#### Texte fourni ####
Patrick d’Humières, Fondateur de la société à mission Eco-Learn et enseignant à Sciences Po, analyse pourquoi les entreprises doivent proposer un modèle de croissance qui concilie climat, biodiversité, justice sociale et bonne gouvernance. 

La crise sanitaire historique que vit le monde préfigure d’autres scénarios, annoncés, de pertes de contrôle systémiques qui menacent une planète privée de pilotage collectif. Constater cet état de désorganisation géopolitique, que le système des Nations Unies ne compense pas, même pour des missions comme la santé dont il aurait pu mieux s’emparer, oblige à trouver d’autres forces de stabilisation. La question est de savoir si les grandes entreprises peuvent en faire partie. 

De fait, à côté de la compétition des grands États et par-delà l’inertie des systèmes multilatéraux, il existe une série de nouveaux acteurs qui se rangent dans le camp des puissances informelles, influentes par leur capacité de communication et disposant de relais humains nombreux, dont on est en état d’attendre des changements positifs. 

Il y a la société civile catalysée par les ONG, ce qu’on accepte d’appeler parfois la communauté internationale. Elle inspire depuis la conférence de Stockholm et les Sommets de la Terre un agenda écologique du monde qui se précise. Il y a la diplomatie du sport perdue malheureusement dans ses querelles pathétiques et largement entre les mains des États et des sponsors. 

Il y a « les influenceurs universels », dont d’aucuns dans le passé ont fait prendre des virages à l’Histoire, de Gandhi à Luther King, de Jean Paul II à Mandela, lorsqu’ils s’appuient sur des organisations politiques ou des audiences culturelles qu’ils transcendent. Barak Obama reste peut-être le seul dans cette catégorie aujourd’hui. 

Et il y a les grandes entreprises, la vraie armée qui dirige le monde contemporain, mais que la diversité et la concurrence qui caractérisent cette communauté par construction, ne prédisposent pas à exprimer « un soft power » incarnant légitimement la prospérité et la liberté d’entreprendre. D’autant qu’elles sont aujourd’hui sur la défensive pour tirer l’enrichissement qu’elles peuvent dans une fin de cycle macro-économique.

Cette communauté des entreprises, si tant est qu’on puisse lui reconnaître une autonomie et une personnalité, présente une caractéristique géopolitique : elle est prise entre une puissance qui s’accroît de façon exponentielle, grâce à une invention matérielle jamais vue, et un refus d’assumer a priori les impacts négatifs qu’elle induit sur les sociétés humaines à des niveaux qu’elle ne veut pas reconnaître.  

Alors que rien ne l’empêcherait de penser une régulation pro-active, le business n’arrive pas à imaginer une autre posture que celle des chercheurs d’or du Far West exploitant le paysage sans contrainte jusqu’à ce que les filons s’arrêtent à l’océan et balayant toute considération sur « l’après ».
#### Données fournies ####
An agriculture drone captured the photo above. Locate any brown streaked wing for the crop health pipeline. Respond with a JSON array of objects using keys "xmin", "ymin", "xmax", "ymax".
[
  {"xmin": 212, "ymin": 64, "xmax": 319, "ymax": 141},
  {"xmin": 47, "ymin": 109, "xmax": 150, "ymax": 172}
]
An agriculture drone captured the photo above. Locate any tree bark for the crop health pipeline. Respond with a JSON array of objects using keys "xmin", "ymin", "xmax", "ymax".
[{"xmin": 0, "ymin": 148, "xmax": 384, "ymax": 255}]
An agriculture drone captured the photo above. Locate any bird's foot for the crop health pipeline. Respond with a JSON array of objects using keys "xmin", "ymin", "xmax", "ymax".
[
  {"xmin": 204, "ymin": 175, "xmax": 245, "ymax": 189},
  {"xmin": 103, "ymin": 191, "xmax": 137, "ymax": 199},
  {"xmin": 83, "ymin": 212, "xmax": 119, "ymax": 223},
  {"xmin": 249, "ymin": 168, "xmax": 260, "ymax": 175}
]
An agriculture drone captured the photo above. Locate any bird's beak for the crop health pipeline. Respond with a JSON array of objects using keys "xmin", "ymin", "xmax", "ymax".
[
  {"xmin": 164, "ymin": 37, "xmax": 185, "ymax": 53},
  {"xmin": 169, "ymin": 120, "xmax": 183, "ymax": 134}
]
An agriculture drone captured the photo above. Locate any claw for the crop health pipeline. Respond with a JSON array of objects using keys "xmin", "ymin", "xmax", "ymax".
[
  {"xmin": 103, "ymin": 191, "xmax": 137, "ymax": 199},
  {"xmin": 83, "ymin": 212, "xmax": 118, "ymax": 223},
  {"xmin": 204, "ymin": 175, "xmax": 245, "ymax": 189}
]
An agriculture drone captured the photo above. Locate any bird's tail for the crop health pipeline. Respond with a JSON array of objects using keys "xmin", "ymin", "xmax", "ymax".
####
_Série de consignes:_
1. Relevez, dans le texte sur le rôle géopolitique des grandes entreprises, toutes les personnalités citées comme « influenceurs universels ».
2. Énumérez chacune des lignes des données contenant le mot « with », en tenant compte de la casse.
Le texte et les lignes ne présentent aucun lien entre eux.

_Corrigé des exercices:_
1. Gandhi, Luther King, Jean Paul II, Mandela, Barak Obama

2.
An agriculture drone captured the photo above. Locate any brown streaked wing for the crop health pipeline. Respond with a JSON array of objects using keys "xmin", "ymin", "xmax", "ymax".
An agriculture drone captured the photo above. Locate any tree bark for the crop health pipeline. Respond with a JSON array of objects using keys "xmin", "ymin", "xmax", "ymax".
An agriculture drone captured the photo above. Locate any bird's foot for the crop health pipeline. Respond with a JSON array of objects using keys "xmin", "ymin", "xmax", "ymax".
An agriculture drone captured the photo above. Locate any bird's beak for the crop health pipeline. Respond with a JSON array of objects using keys "xmin", "ymin", "xmax", "ymax".
An agriculture drone captured the photo above. Locate any claw for the crop health pipeline. Respond with a JSON array of objects using keys "xmin", "ymin", "xmax", "ymax".
An agriculture drone captured the photo above. Locate any bird's tail for the crop health pipeline. Respond with a JSON array of objects using keys "xmin", "ymin", "xmax", "ymax".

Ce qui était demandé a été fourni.